With both ends included, repeat exactly the lines of the entries below from the one containing "Keypoints: one point per instance of the weathered" down to the one containing "Category: fountain sculpture", and no others.

[Start of section]

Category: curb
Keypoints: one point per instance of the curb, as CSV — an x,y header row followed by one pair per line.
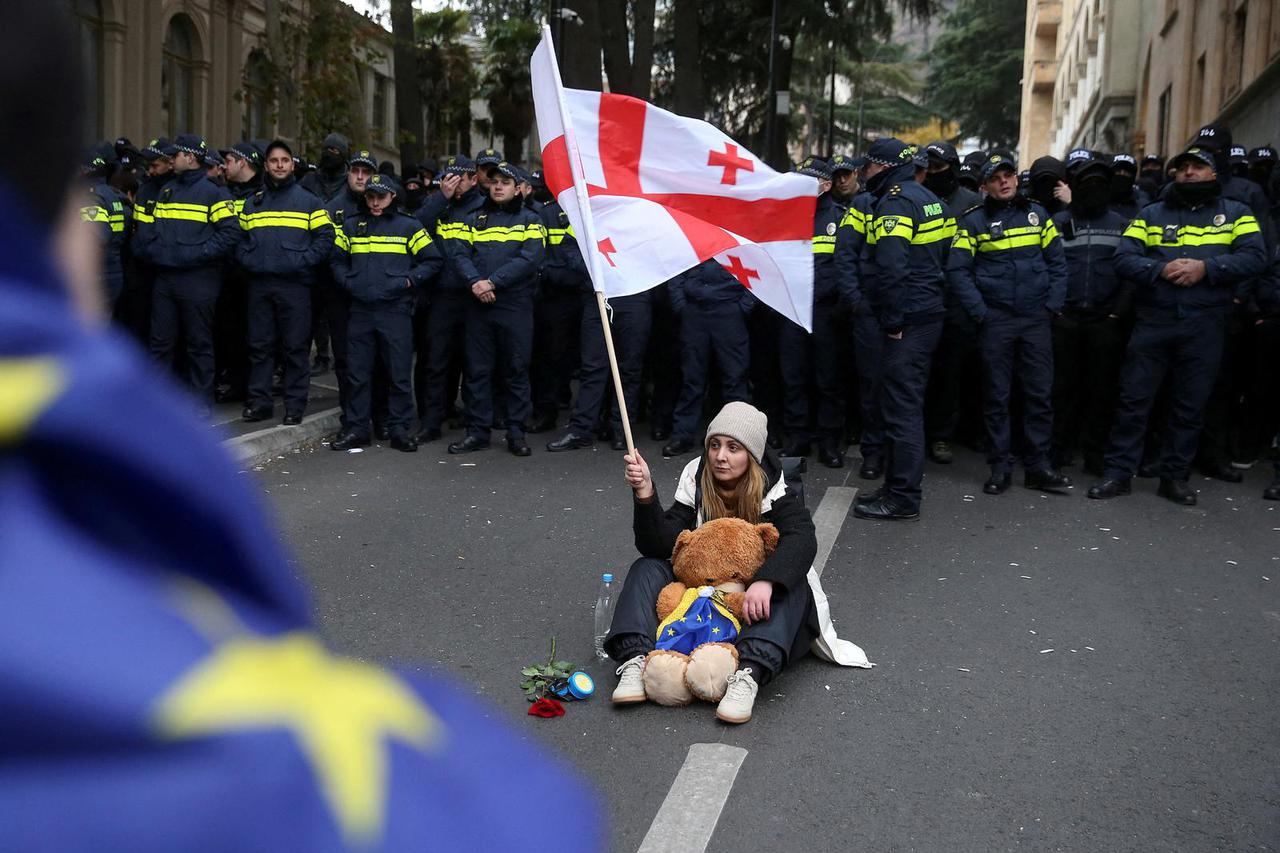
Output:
x,y
256,447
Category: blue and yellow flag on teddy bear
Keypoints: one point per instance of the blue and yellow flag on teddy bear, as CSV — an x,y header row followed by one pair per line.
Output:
x,y
702,616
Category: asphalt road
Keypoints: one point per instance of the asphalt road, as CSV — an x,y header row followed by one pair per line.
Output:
x,y
1054,673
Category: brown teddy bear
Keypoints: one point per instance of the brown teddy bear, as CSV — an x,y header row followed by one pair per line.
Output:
x,y
700,612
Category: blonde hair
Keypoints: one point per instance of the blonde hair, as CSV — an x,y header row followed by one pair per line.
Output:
x,y
740,502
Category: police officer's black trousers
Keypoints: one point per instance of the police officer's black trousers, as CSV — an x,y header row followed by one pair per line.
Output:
x,y
705,328
952,402
906,375
869,357
446,332
380,333
1189,351
279,320
766,647
813,375
1088,350
557,315
1024,343
499,341
631,319
182,308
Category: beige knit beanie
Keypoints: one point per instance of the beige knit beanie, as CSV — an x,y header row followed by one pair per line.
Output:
x,y
744,423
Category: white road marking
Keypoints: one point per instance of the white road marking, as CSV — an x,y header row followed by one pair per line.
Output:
x,y
693,806
828,519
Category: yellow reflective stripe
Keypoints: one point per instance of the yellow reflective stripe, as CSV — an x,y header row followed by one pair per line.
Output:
x,y
27,388
419,241
894,227
272,222
935,231
222,210
1048,235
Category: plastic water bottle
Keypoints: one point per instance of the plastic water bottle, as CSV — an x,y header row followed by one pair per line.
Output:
x,y
603,615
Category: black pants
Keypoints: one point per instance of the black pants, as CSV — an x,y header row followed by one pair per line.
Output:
x,y
705,328
631,318
446,333
183,308
951,405
499,343
380,333
1088,350
557,316
906,375
869,357
1024,345
813,375
279,320
1188,350
766,647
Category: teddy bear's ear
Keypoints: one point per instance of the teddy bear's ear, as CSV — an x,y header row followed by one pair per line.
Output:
x,y
681,541
769,537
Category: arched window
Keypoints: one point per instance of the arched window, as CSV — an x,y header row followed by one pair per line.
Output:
x,y
178,77
88,21
257,96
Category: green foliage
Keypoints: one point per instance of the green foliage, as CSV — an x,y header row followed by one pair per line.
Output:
x,y
976,69
539,678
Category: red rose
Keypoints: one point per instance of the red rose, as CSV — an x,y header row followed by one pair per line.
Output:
x,y
547,708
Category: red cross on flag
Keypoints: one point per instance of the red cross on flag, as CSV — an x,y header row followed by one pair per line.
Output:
x,y
652,194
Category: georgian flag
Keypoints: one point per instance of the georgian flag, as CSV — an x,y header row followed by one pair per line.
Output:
x,y
652,194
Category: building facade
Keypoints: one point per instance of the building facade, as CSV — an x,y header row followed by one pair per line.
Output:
x,y
1143,76
167,67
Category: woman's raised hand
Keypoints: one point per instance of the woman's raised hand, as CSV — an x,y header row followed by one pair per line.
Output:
x,y
638,475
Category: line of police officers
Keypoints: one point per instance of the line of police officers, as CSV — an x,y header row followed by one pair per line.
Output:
x,y
1127,311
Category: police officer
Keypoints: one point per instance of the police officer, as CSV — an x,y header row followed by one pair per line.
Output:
x,y
1009,272
332,292
713,308
1188,252
860,301
383,256
498,258
1089,334
287,235
955,363
186,235
443,327
813,405
231,323
330,177
905,267
112,217
630,322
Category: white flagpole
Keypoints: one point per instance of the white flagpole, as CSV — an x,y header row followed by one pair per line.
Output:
x,y
590,251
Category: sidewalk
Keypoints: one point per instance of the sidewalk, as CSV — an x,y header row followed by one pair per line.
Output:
x,y
266,438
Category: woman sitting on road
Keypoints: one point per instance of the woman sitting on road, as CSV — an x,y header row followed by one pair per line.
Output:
x,y
784,610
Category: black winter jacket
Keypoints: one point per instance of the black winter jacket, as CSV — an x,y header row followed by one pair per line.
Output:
x,y
503,243
378,256
191,224
1223,233
287,233
656,530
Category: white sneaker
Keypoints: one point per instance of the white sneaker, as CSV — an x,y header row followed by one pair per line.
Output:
x,y
630,682
739,698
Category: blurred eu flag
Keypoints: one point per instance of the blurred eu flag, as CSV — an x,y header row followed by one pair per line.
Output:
x,y
700,617
161,685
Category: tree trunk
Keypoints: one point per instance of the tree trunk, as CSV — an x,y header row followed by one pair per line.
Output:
x,y
408,96
579,48
641,59
616,45
689,62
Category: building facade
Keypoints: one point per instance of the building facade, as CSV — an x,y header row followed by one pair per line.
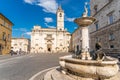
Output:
x,y
5,34
106,29
53,40
20,44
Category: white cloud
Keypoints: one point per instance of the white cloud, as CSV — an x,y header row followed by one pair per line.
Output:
x,y
49,26
49,6
20,29
48,19
70,19
29,1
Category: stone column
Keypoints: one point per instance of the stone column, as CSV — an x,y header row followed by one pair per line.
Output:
x,y
85,43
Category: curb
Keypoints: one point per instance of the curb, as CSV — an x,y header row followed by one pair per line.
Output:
x,y
37,74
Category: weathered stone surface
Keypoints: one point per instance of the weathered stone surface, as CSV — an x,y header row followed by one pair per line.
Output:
x,y
57,75
92,68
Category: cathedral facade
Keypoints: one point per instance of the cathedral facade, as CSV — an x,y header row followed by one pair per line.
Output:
x,y
51,40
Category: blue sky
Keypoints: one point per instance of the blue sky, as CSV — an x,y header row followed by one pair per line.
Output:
x,y
27,13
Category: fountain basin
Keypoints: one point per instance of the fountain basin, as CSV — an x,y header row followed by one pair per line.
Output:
x,y
91,68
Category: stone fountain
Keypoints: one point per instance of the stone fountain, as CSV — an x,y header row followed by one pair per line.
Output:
x,y
86,67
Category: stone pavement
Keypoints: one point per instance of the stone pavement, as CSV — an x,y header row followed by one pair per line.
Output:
x,y
57,75
8,56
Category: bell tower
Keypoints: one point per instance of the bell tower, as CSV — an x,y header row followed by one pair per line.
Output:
x,y
60,19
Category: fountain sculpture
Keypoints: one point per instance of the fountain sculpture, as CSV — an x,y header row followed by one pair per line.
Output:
x,y
85,66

[End of section]

## Task solution
Keypoints: one point per instance of the weathered stone surface, as CSV — an x,y header row followed by one pair per line.
Output:
x,y
57,75
92,68
Category: cathedral facade
Keypoints: one point per instance of the cathedral facade, as CSV — an x,y header row followed by one pair per line.
Output:
x,y
51,40
Category: blue sky
Keypoints: one point per instance of the blue sky, as CSV — an x,y header row followed by one pair per line.
Output:
x,y
27,13
Category: fountain basin
Keypoints: one point per instance of the fountain basin, as CSV — an x,y header row followed by one pair per line.
Output:
x,y
91,68
Category: stone fountain
Keypoints: one point per instance of the stone fountain, as CSV — an x,y header row followed by one pair per line.
Output:
x,y
86,67
Category: stone pavement
Keypoints: one point per instance of the stone pavement, as CSV — an x,y header row followed by one pair per line.
Output:
x,y
57,75
8,56
Category: bell tower
Keypoints: one point per instance of the bell tower, as CSV — an x,y header row followed by one pair per line.
Output:
x,y
60,19
Category: fountain sculpture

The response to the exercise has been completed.